─── MATERIAL PROVIDED
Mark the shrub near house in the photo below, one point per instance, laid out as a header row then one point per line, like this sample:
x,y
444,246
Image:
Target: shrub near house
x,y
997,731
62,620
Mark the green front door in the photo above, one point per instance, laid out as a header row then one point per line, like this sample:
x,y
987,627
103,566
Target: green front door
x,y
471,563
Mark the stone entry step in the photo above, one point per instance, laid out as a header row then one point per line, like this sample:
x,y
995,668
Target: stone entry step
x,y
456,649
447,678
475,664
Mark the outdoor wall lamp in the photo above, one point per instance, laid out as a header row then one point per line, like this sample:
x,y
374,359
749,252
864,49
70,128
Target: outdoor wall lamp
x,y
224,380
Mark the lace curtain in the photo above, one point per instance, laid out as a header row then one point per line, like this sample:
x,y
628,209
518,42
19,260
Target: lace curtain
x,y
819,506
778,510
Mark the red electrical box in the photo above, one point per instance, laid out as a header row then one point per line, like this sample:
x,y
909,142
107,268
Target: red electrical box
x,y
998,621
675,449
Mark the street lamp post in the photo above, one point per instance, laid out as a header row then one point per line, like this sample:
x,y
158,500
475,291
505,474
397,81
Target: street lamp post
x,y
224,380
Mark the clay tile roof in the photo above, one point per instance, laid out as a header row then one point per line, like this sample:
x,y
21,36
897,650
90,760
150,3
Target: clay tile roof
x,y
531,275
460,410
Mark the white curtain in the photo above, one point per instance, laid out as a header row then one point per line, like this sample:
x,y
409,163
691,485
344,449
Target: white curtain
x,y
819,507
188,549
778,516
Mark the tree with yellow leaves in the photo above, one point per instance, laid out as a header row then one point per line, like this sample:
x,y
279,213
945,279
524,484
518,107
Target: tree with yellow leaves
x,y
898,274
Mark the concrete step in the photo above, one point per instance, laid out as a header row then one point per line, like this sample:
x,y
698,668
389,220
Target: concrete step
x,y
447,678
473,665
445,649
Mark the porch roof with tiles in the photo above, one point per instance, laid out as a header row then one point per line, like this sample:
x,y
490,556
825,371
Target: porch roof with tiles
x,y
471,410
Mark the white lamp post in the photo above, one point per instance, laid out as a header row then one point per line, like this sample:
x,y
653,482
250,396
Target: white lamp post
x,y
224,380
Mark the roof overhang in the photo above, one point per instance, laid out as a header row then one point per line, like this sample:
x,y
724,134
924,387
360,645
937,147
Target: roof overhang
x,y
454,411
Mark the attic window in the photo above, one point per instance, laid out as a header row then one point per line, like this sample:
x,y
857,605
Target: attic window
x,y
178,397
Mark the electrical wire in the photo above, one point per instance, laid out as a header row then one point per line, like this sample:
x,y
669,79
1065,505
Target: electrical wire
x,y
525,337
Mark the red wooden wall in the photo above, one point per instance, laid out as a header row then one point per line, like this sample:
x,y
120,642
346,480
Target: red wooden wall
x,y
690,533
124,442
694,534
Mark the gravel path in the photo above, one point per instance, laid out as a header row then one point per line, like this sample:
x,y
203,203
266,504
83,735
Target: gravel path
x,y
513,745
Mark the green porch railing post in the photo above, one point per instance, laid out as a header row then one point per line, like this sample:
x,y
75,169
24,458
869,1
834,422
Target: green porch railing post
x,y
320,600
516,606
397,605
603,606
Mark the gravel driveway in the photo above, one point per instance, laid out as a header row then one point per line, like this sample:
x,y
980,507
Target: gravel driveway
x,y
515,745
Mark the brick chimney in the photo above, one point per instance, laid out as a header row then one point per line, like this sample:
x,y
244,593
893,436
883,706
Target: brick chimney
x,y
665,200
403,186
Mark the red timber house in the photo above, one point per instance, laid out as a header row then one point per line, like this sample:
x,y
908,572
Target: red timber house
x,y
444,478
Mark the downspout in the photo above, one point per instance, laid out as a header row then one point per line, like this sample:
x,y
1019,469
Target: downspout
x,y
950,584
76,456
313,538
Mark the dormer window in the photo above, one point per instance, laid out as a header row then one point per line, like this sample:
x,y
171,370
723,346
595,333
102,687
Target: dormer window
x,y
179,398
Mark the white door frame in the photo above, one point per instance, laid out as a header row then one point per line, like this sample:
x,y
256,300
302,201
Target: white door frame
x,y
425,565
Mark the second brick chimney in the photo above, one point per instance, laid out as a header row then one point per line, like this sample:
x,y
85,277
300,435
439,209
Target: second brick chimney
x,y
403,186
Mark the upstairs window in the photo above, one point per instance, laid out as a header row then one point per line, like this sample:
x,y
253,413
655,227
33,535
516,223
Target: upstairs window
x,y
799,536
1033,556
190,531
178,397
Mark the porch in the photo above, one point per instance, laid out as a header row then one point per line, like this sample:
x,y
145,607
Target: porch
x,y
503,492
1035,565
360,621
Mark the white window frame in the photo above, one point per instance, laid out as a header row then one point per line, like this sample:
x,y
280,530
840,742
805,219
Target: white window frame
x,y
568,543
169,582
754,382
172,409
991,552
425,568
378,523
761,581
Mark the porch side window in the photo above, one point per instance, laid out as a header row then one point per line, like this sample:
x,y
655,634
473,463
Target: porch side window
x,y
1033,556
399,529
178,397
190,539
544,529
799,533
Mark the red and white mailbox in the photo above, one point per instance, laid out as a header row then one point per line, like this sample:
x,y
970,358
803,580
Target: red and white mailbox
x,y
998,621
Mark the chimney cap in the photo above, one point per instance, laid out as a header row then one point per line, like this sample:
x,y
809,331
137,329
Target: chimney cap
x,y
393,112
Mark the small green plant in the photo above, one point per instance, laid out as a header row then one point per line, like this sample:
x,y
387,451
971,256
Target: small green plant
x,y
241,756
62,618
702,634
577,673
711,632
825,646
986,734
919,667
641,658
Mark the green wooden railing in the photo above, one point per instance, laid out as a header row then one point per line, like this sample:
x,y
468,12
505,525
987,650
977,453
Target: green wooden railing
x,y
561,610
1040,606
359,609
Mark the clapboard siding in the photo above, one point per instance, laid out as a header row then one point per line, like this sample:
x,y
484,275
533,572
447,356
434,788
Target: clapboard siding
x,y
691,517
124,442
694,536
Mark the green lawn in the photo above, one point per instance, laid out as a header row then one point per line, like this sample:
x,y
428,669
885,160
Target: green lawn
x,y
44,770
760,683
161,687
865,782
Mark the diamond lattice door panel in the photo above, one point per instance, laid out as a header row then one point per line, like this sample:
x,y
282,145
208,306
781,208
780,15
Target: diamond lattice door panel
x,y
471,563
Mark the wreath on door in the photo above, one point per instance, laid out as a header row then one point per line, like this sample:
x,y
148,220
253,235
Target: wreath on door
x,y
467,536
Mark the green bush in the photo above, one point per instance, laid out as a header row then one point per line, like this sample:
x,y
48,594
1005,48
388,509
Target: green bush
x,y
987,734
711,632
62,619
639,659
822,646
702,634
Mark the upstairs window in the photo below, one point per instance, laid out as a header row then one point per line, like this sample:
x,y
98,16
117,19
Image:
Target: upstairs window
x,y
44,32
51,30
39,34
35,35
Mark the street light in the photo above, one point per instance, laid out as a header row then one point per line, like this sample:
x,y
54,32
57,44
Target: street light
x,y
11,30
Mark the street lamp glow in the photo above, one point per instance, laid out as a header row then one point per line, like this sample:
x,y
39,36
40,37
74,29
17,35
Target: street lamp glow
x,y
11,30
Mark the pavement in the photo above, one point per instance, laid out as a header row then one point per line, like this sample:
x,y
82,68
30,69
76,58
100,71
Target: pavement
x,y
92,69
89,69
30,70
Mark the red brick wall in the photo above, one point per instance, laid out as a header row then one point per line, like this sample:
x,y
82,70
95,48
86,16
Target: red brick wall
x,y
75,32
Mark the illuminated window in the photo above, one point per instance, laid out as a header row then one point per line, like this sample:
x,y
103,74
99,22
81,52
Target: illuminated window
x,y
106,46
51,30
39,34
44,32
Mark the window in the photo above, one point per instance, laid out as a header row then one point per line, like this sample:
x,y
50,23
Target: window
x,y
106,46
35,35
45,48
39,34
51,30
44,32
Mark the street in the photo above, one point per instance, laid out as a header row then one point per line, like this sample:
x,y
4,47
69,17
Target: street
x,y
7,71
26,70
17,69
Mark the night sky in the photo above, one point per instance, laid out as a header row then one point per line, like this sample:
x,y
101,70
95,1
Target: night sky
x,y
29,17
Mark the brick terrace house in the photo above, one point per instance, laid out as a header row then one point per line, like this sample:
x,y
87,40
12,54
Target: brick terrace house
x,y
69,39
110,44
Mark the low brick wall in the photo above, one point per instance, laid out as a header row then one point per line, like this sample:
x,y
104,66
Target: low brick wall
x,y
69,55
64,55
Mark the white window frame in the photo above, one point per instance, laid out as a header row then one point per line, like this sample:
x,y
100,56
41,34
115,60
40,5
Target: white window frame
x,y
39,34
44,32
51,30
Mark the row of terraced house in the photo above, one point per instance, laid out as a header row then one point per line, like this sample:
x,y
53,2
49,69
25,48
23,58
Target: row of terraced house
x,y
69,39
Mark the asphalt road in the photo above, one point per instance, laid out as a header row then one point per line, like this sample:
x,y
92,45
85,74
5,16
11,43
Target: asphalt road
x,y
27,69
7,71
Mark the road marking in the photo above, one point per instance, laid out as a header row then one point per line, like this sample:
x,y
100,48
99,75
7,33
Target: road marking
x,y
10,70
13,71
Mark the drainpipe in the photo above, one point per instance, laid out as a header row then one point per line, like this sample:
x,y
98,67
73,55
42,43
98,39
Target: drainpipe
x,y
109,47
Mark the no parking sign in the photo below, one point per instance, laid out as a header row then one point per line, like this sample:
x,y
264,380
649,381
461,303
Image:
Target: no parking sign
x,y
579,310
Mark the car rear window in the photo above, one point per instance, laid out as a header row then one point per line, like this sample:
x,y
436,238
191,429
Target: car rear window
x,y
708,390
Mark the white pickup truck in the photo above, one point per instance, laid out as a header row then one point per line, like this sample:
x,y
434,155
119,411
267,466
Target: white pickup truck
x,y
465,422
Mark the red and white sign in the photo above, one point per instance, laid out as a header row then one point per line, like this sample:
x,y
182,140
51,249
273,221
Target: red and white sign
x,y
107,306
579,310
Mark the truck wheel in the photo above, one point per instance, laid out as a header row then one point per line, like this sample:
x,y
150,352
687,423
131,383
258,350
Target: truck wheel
──────
- THE TASK -
Repeat the lines from the one containing "Mark the low" through the end of the listing, exactly and without any other lines; both ends are included.

- ANSWER TO THIS PROBLEM -
Mark the low brick wall in the photo above, one point per instance, laid out as a header row then one point per line, like this sample:
x,y
104,66
Target: low brick wall
x,y
69,55
64,55
Mark the white window frame in the photo above, one point per instance, laid out as a header row then one point per line, like this sample:
x,y
100,56
41,34
115,60
40,5
Target: white window frame
x,y
39,34
44,32
51,30
Mark the row of terraced house in the photo above, one point per instance, laid out as a header row then one point per line, like this sample:
x,y
53,2
49,69
25,48
23,58
Target: row of terraced house
x,y
69,39
Mark the asphalt road in the photo above, one point per instance, laid out as a header row then one point per line, like this sample:
x,y
92,45
85,74
5,16
11,43
Target: asphalt road
x,y
27,69
7,71
Mark the road marking in the photo above, one point per instance, laid out as a header row then one point per line, like this sample:
x,y
100,48
99,75
7,33
Target: road marking
x,y
10,70
13,71
Mark the drainpipe in the photo above, one point per instance, laid out as a header row then one point per line, like this sample:
x,y
98,67
73,55
42,43
98,39
Target: drainpipe
x,y
109,47
Mark the no parking sign in the photo below, one point per instance, laid out as a header row then one point per line, like this sample:
x,y
264,380
649,381
461,303
Image:
Target: no parking sign
x,y
579,310
Mark the car rear window in the photo above, one point per instance, laid out as a header row then one point per line, like this sample:
x,y
436,238
191,429
Target: car rear window
x,y
708,390
Mark the white pickup truck in the photo above, one point per instance, laid out as a header row then one point per line, like this sample:
x,y
434,155
119,411
267,466
Target: white pickup truck
x,y
465,422
Mark the red and white sign in the photo above, one point per instance, laid out as a header row then one point per line, like this sample:
x,y
182,140
51,249
273,221
Target: red and white sign
x,y
107,306
579,310
Mark the truck wheel in the photo above, one point per instance, laid out as a header row then one point per line, like this sample:
x,y
150,352
687,423
131,383
258,350
Target: truck wheel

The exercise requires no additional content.